### Exercise 1
Copy out the passage on Pakistan and GSP+ below, starting at "Pakistan remains the" and ending at "of the scheme.".
### Exercise 2
According to the passage on Pakistan and GSP+ below, what preference utilisation rate did Pakistani exports reach in 2024?
### Exercise 3
Which export sectors does the passage on Pakistan and GSP+ below name among the top five?

The report presents primarily as a strong endorsement of Pakistan’s economic relevance, institutional engagement and continued progress under the EU’s GSP+ framework.

Pakistan remains the largest beneficiary of GSP+, with the arrangement delivering measurable gains for exports, employment and industrial production.

▪️ In 2024, EUR 7.482 billion of Pakistani exports were eligible for GSP+ preferences, of which EUR 7.115 billion successfully used the facility. This represents a preference utilisation rate of 95.1%, demonstrating that Pakistani exporters are making highly effective use of the scheme.

▪️ The EU remained Pakistan’s principal export market, receiving 28% of the country’s total exports. This confirms the strategic importance of the Pakistan-EU trade relationship.

▪️ Pakistan secured an estimated EUR 732 million in tariff exemptions during 2024. This amount was equal to approximately 9% of Pakistan’s export value to the EU, providing direct commercial relief to Pakistani exporters.

▪️ The top five export sectors achieved preference-utilisation rates ranging from 93.6% to 97.7%. Clothing, textiles, leather, prepared foods and miscellaneous manufactures continue to sustain labour-intensive production and employment.

▪️ The report also recognises Pakistan’s continued commitment to all 27 international conventions linked to GSP+. Pakistan maintained all ratifications, entered no new reservations and remained largely compliant with reporting requirements.

▪️ Pakistan’s participation in the EU monitoring mission of November and December 2025 reflects continued transparency, institutional engagement and willingness to cooperate with international partners.

▪️ The report acknowledges important developments in human-rights and justice institutions. The National Commission for Human Rights received GANHRI A-status accreditation in 2024, while commissions dealing with children and women remained active.

### Raw data

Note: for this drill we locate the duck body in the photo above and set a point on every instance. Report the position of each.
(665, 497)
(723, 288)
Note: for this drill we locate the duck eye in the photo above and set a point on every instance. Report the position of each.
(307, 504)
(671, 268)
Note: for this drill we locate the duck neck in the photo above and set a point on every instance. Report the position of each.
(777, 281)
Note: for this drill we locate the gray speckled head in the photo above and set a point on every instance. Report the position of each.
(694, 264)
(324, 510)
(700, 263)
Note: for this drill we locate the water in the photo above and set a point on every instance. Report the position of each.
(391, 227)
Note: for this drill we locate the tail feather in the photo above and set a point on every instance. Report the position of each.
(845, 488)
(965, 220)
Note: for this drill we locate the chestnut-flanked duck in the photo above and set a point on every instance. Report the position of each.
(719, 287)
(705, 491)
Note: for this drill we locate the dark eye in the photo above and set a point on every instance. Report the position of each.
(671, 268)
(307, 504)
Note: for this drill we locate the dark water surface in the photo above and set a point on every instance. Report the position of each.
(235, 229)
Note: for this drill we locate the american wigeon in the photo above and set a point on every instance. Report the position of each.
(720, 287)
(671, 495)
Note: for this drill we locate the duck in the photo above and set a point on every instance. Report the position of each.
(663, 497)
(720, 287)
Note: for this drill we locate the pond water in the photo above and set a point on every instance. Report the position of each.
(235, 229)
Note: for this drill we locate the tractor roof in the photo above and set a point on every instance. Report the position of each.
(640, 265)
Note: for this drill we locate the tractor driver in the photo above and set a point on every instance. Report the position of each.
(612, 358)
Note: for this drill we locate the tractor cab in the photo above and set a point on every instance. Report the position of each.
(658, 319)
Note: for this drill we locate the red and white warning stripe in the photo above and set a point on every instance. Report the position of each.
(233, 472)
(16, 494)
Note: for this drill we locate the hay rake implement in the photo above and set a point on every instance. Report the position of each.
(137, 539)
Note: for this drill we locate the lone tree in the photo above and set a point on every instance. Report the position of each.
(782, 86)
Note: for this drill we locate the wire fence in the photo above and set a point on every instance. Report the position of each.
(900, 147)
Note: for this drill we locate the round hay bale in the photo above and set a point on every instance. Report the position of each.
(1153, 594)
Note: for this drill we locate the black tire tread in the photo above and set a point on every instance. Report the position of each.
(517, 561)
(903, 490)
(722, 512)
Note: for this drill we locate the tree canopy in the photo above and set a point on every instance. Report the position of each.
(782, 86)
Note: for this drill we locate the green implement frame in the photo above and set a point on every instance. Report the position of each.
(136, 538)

### Answer space 1
Pakistan remains the largest beneficiary of GSP+, with the arrangement delivering measurable gains for exports, employment and industrial production.

▪️ In 2024, EUR 7.482 billion of Pakistani exports were eligible for GSP+ preferences, of which EUR 7.115 billion successfully used the facility. This represents a preference utilisation rate of 95.1%, demonstrating that Pakistani exporters are making highly effective use of the scheme.

### Answer space 2
95.1%

### Answer space 3
Clothing, textiles, leather, prepared foods, miscellaneous manufactures